## LESETEXT
********
Als Twitter im Jahr 2006 gegründet wurde, löste es wie so häufig sofort einen riesigen Hype aus und konnte tatsächlich ein rasantes Wachstum vorweisen. Gegen Ende 2011 tummelten sich auf der Plattform bereits 200 Millionen aktive Nutzerinnen und Nutzer. Mittlerweile droht Twitter ein rasanter Abstieg und das Abrutschen in die vollkommene Bedeutungslosigkeit.

Zunächst einmal: Ja, ich weiß, dass Twitter jetzt „X“ heißt. Aber weil es hier um Twitter und seine Entwicklung gehen soll, werde ich über Twitter und X schreiben, wie es entsprechend Sinn ergibt. Es ist ohnehin sehr lustig zu beobachten, wie mittlerweile alle „krampfhaft“ erwähnen, dass „X“ ehemals Twitter war. Als wüsste das keiner. Wer bisher auf Twitter (jetzt X, *lol*) aktiv war, kam nie drum herum, dies festzustellen und wer die Plattform nie nutzte, den interessiert es im Zweifel sowieso nicht. Dies zeigt nur, dass sich alle „genötigt“ fühlen, die ganz klar bekanntere, festgebrannte Marke mit dem neuen eigentlich nichtssagenden „X“ zu verknüpfen. Ganz drumherum werde ich allerdings (so befürchte ich) auch nicht kommen, dies zu tun. Wie dem auch sei:

Von einer ursprünglich als eine Art SMS-Plattform konstruierten Kurznachrichtenplattform mauserte sich Twitter relativ schnell zu einem ernst zu nehmenden Player in der Social-Media-Branche. Wie so oft stürzten sich auch bei Twitter alle sofort auf die neue Plattform, weil niemand etwas verpassen wollte und alle von Anfang an dabei sein wollten. Auch wenn die Länge der Nachrichten zu Beginn auf 140 Zeichen begrenzt und keinerlei mediale Inhalte wie Fotos oder gar Videos gepostet werden konnten, wurde der Kurznachrichtendienst schnell sehr beliebt (scheinbar).

Konnte Twitter gegen Ende 2010 bereits über 100 Millionen aktive Nutzerinnen und Nutzer zählen, waren es bereits ein Jahr später schon 200 Millionen. Zwischen 2012 und 2015 kamen nochmal über 100 Millionen hinzu, auf bis dato mehr als 304 Millionen. Im Nachhinein betrachtet muss man aber die Frage stellen, ob das nicht schon immer Augenwischerei war und ob der Schein nicht schon immer trügte…

Twitter war eigentlich nie so populär

Wenn man ehrlich ist, muss man festhalten, dass Twitter offenbar nie so populär war, wie nach außen immer suggeriert wurde. Die oben genannten Zahlen klingen gut, beschreiben wirklich aktive Nutzerinnen und Nutzer. In Wirklichkeit macht aber eine ganz andere Zahl sehr viel deutlicher, wie „beliebt“ Twitter wirklich war. Im Februar 2012 knackte die Plattform die Marke von 500 Millionen Accounts – wohlgemerkt Accounts.
********
## ANGEZEIGTE DATEN
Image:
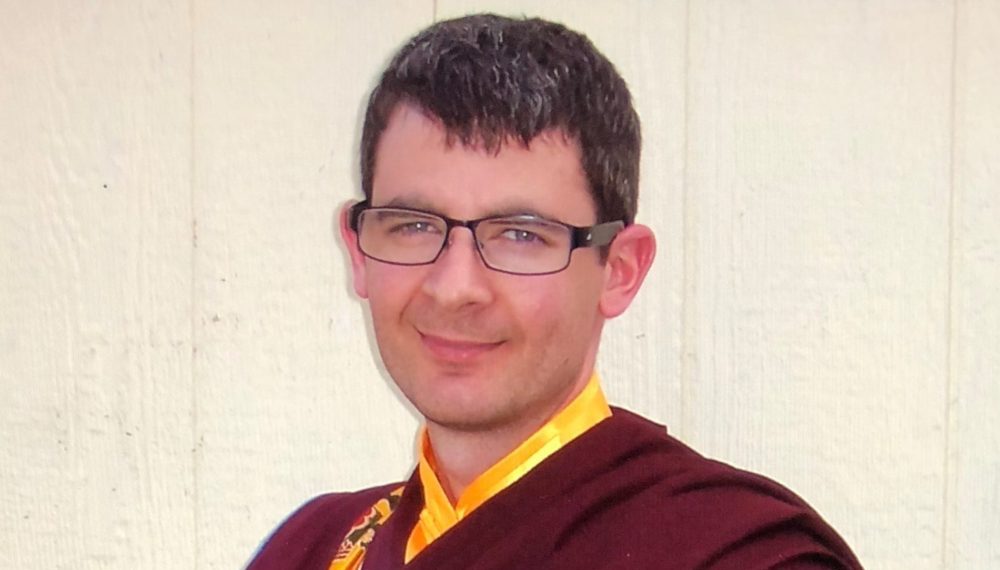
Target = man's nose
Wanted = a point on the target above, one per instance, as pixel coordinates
(459, 277)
********
## AUFGABE
Schreiben Sie aus dem Text über Twitter den Abschnitt ab, der bei „Twitter war eigentlich“ beginnt und bei „Accounts – wohlgemerkt Accounts.“ endet.

## ANTWORT
Twitter war eigentlich nie so populär

Wenn man ehrlich ist, muss man festhalten, dass Twitter offenbar nie so populär war, wie nach außen immer suggeriert wurde. Die oben genannten Zahlen klingen gut, beschreiben wirklich aktive Nutzerinnen und Nutzer. In Wirklichkeit macht aber eine ganz andere Zahl sehr viel deutlicher, wie „beliebt“ Twitter wirklich war. Im Februar 2012 knackte die Plattform die Marke von 500 Millionen Accounts – wohlgemerkt Accounts.